[DOCUMENT SEGMENT]

Parable of the Talent is relentlessly bleak, but not without hope, as Butler knew that even the most hopeless situations can still breed a sense of optimism. There is light at the end of the tunnel here, but she also understood that nobody is immune to propaganda. Here, Lauren’s older half-brother Marc embraces the Christian hard-right ethos, finding it to have an easily condensed message and form of spiritual guidance than the prickly open doors of Earthseed. Not even being confronted with the abhorrent abuses of his chosen church can make him change his mind (insert ‘leopards eating my face’ joke here.)

I don’t think Butler was prophetic so much as she was just paying attention. We’re all currently confronting the agonizing realities of our current situation and the decades’ worth of socio-political and cultural shifts that led to this moment of goose-stepping tech bros and squabbles over Greenland. When Butler writes about a government forcibly removing children from dissenters’ homes, it’s because she knew it had happened before and there was nothing to stop it happening again. The same goes for internment camps and rape as a weapon of war. If it’s all too ‘on the nose’, that’s because the entire bloody world is. Subtlety died off with the dodo. The best we can hope for is to notice the big red lights before they become blinding.

Never Mind by Edward St. Aubyn

Apparently, after reading Parable of the Talents, I was in the mood for something even more depressing than a terrifyingly prescient dystopian thriller. Well, step forward Edward St. Aubyn and his Patrick Melrose series. St. Aubyn’s beloved five-part saga was heavily inspired by his own tumultuous life, and knowing that makes reading Never Mind, first of the quintet, an even heavier experience.

Set over the course of one day, the book follows the Melrose family. David, the patriarch, is an abusive bully who delights in the pain of others, particularly his wife and child. Eleanor, a wealthy American heiress, spends her days drinking and trying to avoid her tyrannical husband. Five-year-old Patrick already knows to stay out of his dad’s way, but as family friends come to visit, tensions reach an unbearable peak.

Never Mind is a short novel - barely 200 pages - but it fits in so much. St. Aubyn has a keen way with a turn of phrase that captures so much about this terrible situation while being both witty and mordant. He understands the unique tone of the English upper classes, where being an absolute arsehole with a scathing one-liner can reveal so much. David Melrose is an unbearable snob and the friends he invites are part of that hallowed elite where it’s a badge of pride to be hateful, exclusionary, and just plain dumb (if you’ve ever been around truly posh people, you’ll know what it’s like to listen to someone who thinks a clipped accent equals intellectual rigour.) This means that the book is often very funny, but it never sacrifices its aching pathos for the easy joke.

This is still a book about generational abuse and what it’s like to set up a child for total failure. St. Aubyn has often rejected descriptions of his books being emotional exorcisms but you can certainly sense an author unpacking a lot of pain and trying to find a philosophical gaze through unbearable agony. That this book is one of such emotional clarity feels like a straight-up miracle. I’m not sure I’ll rush to read the second one since it’s so heavy and it’s only going to get worse for poor Patrick but I am eager for more.

[DATA SECTION]
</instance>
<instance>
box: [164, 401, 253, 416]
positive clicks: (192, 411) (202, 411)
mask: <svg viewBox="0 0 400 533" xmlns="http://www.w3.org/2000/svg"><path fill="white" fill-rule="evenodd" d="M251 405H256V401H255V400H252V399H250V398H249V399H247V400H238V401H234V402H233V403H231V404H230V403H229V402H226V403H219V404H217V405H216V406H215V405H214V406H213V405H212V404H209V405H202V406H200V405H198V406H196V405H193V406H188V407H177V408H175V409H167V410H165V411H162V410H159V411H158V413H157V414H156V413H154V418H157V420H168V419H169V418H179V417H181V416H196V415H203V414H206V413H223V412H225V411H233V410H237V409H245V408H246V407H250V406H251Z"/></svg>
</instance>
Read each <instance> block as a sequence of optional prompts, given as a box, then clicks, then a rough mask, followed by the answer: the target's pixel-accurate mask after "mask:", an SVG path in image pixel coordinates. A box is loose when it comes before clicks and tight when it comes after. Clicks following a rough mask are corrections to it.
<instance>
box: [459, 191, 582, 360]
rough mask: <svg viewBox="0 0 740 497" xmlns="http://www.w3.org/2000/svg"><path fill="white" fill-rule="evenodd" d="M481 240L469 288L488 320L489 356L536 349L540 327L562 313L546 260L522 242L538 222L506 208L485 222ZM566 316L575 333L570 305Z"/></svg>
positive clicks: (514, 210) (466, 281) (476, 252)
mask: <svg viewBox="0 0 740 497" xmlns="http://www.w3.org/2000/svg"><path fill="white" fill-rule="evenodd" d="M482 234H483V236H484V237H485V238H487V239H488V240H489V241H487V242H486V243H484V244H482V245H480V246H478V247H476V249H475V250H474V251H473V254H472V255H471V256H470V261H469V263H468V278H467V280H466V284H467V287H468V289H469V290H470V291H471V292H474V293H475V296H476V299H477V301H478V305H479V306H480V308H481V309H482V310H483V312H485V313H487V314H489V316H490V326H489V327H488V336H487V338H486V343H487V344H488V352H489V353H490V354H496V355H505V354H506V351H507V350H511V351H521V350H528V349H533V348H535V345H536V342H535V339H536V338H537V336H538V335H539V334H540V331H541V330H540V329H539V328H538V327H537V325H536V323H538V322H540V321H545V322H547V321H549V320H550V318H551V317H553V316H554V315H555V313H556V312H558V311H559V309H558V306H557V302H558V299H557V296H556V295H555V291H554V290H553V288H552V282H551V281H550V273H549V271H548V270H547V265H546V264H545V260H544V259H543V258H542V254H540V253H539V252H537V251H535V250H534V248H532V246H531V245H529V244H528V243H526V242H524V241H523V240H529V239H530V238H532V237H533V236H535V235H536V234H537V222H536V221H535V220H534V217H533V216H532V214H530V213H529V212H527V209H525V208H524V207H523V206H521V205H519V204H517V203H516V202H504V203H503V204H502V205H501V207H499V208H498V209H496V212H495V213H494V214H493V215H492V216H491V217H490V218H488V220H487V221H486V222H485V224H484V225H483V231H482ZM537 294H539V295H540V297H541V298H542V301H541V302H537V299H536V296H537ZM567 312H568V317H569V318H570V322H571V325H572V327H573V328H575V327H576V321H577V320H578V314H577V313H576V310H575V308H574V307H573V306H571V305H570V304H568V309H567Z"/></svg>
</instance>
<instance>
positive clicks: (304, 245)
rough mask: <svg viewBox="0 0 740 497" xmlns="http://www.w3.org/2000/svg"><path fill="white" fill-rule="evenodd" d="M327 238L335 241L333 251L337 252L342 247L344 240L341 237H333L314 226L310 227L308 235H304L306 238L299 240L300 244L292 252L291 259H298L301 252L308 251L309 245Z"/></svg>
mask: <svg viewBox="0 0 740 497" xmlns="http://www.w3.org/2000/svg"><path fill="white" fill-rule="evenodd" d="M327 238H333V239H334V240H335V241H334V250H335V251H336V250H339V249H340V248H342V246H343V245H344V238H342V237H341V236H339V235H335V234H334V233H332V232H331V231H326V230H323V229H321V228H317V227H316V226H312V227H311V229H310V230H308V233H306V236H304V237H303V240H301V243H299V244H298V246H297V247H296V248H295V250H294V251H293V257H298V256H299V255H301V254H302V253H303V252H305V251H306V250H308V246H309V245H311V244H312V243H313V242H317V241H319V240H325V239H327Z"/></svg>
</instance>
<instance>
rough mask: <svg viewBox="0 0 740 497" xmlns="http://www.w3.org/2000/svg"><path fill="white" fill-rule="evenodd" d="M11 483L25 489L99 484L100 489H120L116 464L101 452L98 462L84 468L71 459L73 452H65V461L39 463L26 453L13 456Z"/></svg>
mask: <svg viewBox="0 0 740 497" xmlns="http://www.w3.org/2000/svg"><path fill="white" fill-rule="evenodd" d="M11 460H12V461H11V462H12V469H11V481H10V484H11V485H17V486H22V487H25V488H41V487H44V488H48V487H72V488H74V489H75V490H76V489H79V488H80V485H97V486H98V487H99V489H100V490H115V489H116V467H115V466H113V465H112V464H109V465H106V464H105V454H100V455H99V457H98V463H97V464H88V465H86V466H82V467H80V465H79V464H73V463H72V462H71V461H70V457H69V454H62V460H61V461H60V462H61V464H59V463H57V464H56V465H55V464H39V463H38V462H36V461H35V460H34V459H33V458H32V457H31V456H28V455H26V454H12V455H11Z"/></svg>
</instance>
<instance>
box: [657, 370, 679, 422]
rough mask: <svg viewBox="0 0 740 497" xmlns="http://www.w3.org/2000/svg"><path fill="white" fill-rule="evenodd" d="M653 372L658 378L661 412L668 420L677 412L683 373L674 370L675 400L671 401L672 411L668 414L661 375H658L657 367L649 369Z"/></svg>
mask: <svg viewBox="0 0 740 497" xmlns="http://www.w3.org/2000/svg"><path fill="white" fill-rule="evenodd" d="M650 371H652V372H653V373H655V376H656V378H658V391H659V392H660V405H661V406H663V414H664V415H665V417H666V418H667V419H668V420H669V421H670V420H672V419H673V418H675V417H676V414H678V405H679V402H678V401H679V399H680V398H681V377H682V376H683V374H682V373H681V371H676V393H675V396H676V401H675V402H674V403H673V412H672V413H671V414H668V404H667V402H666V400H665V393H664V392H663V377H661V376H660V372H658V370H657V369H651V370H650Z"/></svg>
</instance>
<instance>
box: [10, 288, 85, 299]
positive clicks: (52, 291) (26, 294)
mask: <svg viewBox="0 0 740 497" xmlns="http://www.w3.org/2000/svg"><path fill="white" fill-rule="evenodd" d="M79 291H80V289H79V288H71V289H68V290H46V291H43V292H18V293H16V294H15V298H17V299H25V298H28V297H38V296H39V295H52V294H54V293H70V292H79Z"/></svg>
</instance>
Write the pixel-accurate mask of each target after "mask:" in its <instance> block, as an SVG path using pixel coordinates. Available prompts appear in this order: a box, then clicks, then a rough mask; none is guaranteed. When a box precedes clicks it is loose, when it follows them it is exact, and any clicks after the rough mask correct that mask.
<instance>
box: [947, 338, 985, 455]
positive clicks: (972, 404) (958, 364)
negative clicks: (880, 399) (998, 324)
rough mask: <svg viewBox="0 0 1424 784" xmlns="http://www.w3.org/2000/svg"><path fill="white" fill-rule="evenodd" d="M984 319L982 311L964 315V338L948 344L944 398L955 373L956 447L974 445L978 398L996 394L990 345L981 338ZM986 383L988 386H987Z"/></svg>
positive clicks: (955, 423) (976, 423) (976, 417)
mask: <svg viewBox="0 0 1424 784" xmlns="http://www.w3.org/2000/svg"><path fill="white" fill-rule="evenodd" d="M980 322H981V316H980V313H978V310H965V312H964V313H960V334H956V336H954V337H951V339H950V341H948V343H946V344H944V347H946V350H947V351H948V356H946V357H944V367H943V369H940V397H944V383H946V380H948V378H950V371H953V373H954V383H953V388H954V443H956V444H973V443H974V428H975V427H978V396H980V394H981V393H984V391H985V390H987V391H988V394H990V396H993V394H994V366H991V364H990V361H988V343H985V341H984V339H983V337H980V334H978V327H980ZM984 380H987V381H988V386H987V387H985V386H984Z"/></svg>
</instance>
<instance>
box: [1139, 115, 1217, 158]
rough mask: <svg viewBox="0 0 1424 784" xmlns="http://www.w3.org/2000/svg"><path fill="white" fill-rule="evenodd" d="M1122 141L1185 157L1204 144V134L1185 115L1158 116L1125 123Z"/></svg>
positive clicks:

--

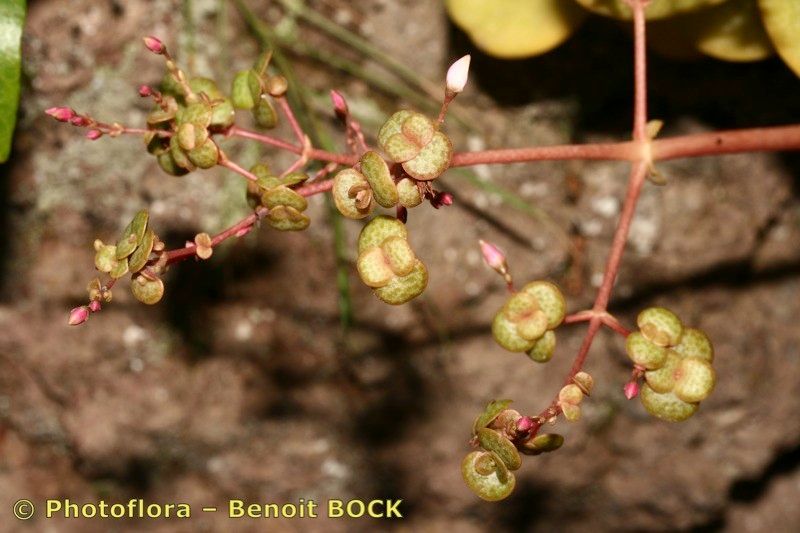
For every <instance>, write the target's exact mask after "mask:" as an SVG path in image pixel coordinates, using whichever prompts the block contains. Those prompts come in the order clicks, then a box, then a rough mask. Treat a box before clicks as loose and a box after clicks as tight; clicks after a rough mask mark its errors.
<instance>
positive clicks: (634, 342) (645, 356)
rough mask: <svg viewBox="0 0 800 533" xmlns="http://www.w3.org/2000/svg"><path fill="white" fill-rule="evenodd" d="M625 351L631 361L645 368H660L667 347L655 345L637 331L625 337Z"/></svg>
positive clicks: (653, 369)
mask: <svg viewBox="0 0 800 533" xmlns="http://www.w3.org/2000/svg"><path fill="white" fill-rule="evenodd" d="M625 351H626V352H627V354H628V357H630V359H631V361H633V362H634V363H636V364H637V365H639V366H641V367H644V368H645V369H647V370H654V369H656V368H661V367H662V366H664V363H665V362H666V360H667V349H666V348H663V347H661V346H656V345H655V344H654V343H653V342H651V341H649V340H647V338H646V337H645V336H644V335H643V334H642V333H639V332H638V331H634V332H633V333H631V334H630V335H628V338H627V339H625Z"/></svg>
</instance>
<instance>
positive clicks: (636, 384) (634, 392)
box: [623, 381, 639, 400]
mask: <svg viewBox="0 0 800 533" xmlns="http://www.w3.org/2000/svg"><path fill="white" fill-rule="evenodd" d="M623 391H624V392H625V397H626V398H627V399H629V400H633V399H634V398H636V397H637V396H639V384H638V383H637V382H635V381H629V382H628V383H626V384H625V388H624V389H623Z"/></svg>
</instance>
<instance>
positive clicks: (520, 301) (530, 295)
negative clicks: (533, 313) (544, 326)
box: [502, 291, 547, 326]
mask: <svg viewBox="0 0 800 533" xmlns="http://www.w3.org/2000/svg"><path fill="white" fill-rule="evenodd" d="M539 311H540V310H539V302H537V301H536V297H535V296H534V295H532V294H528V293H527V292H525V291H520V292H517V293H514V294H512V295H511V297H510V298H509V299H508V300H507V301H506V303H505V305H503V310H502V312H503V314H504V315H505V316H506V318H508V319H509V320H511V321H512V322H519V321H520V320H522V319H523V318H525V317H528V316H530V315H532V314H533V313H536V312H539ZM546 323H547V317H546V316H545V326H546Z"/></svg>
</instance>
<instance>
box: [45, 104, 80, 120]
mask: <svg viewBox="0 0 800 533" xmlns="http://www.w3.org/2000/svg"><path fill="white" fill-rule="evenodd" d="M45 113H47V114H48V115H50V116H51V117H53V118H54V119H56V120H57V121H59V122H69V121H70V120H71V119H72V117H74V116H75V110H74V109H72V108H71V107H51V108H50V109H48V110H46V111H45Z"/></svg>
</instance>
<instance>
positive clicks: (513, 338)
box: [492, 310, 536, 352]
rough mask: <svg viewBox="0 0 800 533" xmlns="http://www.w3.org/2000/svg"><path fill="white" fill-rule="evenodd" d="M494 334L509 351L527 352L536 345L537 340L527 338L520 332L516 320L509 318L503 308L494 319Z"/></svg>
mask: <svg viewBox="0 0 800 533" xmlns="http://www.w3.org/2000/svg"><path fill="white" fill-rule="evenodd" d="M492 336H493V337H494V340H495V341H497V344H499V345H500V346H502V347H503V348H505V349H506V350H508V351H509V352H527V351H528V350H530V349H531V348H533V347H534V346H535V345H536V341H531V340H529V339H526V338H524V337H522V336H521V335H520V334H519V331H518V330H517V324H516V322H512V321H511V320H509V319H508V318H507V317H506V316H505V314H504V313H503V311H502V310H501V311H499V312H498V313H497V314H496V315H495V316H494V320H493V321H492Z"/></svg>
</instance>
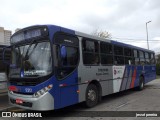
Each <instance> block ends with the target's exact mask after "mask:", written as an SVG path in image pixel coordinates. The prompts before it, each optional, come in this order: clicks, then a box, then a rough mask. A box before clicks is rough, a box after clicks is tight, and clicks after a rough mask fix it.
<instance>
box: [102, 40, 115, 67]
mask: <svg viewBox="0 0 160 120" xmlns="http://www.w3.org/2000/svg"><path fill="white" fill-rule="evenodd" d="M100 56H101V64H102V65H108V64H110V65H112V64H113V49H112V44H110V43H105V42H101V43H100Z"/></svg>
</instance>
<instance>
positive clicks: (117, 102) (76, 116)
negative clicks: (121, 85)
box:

[WHAT TO DO]
**a.** Reproduce the passage of the book reviews starting at "Never Mind by" and ending at "even heavier experience.".
**b.** According to the book reviews, over what span of time is Never Mind set?

[SOLUTIONS TO THE TASKS]
**a.**
Never Mind by Edward St. Aubyn

Apparently, after reading Parable of the Talents, I was in the mood for something even more depressing than a terrifyingly prescient dystopian thriller. Well, step forward Edward St. Aubyn and his Patrick Melrose series. St. Aubyn’s beloved five-part saga was heavily inspired by his own tumultuous life, and knowing that makes reading Never Mind, first of the quintet, an even heavier experience.

**b.** One day.